● Brief:
Quote in full, word for word, the text about raising rabbit kits on a homemade milk formula.

This is their story from a shaky beginning to burrowing their way deep into my heart.


"What formula did you use?"

I have the pleasure of being part of a wonderful forum called Rabbit Talk and actually used a formula mixture outlined there. Click here for the link.

The basic outline to what I mixed was this:

  • 1/2 cup evaporated goat's milk (found canned at Walmart)

  • 1 egg yolk (fresher the better!)

  • 1/2 teaspoon corn syrup

  • 1 teaspoon powered colostrum supplement for newborn animals 

  • 1/8 teaspoon Bene Bac probiotic powder (I ordered it off Amazon)

In the beginning that was WAY too much for such tiny bellies, even having 6 kits so I ended up cutting the recipe in half. 

When I was raising these kits on the formula mixture I describe above I was doing my best to make sure they had as close to mother's milk as I possibly could but it was tough. Fox Valley came out with the solution to this problem and I sorely wish I had this available back then.

● Data:
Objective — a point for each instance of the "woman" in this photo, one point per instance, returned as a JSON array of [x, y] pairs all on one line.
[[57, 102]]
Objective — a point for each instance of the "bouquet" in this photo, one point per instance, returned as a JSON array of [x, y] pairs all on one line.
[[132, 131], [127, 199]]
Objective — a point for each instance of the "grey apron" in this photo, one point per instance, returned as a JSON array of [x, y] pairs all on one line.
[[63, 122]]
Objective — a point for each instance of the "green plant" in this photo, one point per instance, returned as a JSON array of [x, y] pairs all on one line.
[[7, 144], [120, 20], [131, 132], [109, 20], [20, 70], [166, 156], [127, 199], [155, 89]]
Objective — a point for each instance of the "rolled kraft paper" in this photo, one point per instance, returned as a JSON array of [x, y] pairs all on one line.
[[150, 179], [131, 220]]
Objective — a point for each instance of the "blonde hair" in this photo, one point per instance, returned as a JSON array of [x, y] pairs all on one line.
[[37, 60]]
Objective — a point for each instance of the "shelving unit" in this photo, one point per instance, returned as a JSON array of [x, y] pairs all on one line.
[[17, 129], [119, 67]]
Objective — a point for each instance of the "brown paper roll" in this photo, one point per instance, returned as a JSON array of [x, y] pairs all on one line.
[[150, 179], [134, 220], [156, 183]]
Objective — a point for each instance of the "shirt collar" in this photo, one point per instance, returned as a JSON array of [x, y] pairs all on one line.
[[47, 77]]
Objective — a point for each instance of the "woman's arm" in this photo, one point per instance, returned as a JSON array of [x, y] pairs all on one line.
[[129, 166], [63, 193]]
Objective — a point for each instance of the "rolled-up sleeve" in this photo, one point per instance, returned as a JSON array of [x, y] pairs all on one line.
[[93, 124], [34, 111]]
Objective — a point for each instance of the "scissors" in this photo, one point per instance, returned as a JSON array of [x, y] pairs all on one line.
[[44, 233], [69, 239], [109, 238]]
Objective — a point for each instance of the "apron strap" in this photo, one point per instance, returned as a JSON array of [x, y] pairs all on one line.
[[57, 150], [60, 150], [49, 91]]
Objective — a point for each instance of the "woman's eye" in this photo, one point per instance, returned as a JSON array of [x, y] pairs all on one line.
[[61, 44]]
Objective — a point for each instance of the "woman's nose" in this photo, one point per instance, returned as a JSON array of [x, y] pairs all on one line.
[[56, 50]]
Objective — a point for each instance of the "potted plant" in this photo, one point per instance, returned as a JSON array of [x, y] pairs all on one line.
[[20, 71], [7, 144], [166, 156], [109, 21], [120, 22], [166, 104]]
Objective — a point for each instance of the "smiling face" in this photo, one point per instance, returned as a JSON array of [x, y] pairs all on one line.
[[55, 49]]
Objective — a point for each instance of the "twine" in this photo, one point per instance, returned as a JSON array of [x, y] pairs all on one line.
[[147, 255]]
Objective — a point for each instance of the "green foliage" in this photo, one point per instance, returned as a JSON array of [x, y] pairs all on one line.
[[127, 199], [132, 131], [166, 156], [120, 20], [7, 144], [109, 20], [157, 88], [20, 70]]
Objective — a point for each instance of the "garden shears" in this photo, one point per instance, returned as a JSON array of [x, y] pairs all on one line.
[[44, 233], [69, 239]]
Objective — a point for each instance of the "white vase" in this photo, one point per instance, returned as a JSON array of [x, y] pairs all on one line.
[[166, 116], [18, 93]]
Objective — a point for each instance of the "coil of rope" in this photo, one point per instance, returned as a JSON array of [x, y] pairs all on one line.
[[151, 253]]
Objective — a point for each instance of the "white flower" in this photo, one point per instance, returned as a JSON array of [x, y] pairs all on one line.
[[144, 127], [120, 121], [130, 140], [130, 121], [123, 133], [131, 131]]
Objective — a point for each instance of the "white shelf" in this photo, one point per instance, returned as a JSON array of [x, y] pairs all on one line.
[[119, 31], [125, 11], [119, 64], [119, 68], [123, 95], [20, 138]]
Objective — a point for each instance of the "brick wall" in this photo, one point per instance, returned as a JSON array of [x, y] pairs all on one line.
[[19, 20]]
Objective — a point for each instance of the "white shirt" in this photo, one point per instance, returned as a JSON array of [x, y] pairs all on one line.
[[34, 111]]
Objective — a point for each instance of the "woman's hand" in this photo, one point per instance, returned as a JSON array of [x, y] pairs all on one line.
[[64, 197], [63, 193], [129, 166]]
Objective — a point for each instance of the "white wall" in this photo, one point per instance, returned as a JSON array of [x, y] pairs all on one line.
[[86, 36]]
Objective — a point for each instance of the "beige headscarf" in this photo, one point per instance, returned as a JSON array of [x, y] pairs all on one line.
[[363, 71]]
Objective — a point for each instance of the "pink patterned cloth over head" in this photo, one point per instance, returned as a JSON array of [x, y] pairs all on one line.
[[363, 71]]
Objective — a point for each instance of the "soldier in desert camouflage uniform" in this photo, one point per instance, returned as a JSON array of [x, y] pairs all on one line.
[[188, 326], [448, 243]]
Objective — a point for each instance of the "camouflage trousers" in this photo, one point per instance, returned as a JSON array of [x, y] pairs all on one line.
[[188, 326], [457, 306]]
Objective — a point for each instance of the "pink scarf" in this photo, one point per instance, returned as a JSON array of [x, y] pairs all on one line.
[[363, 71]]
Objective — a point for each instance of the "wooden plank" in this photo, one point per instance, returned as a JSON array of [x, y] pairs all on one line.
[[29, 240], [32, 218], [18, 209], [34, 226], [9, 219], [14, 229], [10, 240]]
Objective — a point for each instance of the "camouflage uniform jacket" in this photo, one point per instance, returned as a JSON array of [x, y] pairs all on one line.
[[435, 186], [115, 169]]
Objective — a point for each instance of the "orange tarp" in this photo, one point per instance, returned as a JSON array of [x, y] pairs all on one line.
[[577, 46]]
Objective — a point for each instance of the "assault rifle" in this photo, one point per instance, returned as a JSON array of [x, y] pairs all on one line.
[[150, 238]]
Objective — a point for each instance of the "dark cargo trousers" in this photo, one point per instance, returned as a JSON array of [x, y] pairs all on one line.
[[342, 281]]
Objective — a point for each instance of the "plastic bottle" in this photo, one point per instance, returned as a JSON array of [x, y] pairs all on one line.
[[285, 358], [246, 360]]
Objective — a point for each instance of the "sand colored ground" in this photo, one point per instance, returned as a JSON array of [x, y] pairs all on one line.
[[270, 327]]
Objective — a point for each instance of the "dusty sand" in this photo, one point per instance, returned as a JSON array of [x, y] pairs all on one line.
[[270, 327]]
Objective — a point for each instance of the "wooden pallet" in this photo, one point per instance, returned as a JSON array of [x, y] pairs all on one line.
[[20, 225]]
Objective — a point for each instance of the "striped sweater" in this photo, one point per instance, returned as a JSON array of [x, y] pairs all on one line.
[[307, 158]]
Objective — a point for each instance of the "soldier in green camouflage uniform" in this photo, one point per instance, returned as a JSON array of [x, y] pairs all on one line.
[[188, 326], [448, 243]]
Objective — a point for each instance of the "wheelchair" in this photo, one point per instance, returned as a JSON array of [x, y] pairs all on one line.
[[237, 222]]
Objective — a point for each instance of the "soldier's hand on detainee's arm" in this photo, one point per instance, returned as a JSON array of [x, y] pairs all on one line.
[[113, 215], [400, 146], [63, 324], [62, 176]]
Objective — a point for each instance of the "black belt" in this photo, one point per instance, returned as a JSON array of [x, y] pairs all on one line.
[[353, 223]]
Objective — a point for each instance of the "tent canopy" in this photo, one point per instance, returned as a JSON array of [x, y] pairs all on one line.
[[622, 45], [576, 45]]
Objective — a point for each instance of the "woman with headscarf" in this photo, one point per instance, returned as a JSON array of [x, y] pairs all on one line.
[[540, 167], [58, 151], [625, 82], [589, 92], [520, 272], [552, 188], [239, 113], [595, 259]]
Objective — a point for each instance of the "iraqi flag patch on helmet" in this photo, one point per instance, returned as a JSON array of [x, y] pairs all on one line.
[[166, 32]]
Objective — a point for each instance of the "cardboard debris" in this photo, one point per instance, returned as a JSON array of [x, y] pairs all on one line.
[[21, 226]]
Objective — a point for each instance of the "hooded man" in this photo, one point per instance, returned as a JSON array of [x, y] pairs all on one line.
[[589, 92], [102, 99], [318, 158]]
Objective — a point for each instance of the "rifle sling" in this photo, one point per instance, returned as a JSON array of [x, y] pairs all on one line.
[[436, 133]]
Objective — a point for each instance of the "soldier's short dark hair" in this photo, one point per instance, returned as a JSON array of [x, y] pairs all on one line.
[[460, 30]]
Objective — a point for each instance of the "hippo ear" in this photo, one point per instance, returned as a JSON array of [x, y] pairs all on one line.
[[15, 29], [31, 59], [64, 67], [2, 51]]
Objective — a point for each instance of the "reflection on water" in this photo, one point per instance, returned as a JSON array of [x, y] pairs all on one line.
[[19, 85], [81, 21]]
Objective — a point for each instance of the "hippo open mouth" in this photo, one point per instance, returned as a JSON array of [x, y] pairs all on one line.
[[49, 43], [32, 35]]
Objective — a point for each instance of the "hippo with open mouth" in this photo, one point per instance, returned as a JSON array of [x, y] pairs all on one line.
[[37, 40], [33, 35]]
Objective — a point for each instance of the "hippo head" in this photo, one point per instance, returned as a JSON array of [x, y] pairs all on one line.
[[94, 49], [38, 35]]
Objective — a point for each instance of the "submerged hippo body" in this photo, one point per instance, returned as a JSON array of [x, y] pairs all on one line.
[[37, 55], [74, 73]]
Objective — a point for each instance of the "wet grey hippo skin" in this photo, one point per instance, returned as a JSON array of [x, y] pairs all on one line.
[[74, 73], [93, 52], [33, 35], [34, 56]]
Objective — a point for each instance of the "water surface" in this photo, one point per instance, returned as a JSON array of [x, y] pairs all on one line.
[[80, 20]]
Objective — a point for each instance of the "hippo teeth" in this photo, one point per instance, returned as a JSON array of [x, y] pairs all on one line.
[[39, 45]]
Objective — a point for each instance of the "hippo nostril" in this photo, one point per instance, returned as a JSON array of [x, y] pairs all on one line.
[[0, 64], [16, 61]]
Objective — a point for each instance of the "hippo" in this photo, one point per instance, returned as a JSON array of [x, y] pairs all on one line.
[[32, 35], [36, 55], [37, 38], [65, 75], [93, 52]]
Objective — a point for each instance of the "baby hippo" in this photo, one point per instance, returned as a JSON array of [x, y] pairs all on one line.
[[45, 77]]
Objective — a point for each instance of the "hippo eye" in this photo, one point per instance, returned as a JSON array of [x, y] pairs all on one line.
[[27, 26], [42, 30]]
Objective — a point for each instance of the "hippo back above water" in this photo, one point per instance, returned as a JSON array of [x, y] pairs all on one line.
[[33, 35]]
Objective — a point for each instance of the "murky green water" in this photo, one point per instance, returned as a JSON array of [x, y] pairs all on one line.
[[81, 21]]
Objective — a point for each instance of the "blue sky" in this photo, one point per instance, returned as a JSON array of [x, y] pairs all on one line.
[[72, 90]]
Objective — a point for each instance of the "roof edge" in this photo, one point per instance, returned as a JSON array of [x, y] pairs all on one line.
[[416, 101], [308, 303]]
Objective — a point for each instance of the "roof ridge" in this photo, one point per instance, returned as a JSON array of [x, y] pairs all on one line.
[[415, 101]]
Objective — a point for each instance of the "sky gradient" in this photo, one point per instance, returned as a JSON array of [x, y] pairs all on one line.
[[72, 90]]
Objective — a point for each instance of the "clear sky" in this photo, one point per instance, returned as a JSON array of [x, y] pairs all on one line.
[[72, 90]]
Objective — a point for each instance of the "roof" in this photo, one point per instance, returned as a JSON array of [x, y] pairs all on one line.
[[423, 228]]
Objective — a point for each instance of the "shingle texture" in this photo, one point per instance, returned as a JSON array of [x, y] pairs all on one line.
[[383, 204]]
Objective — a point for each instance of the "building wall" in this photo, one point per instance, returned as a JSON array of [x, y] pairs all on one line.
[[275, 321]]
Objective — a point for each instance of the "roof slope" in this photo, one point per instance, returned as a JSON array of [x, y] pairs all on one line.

● Written response:
This is their story from a shaky beginning to burrowing their way deep into my heart.


"What formula did you use?"

I have the pleasure of being part of a wonderful forum called Rabbit Talk and actually used a formula mixture outlined there. Click here for the link.

The basic outline to what I mixed was this:

  • 1/2 cup evaporated goat's milk (found canned at Walmart)

  • 1 egg yolk (fresher the better!)

  • 1/2 teaspoon corn syrup

  • 1 teaspoon powered colostrum supplement for newborn animals 

  • 1/8 teaspoon Bene Bac probiotic powder (I ordered it off Amazon)

In the beginning that was WAY too much for such tiny bellies, even having 6 kits so I ended up cutting the recipe in half. 

When I was raising these kits on the formula mixture I describe above I was doing my best to make sure they had as close to mother's milk as I possibly could but it was tough. Fox Valley came out with the solution to this problem and I sorely wish I had this available back then.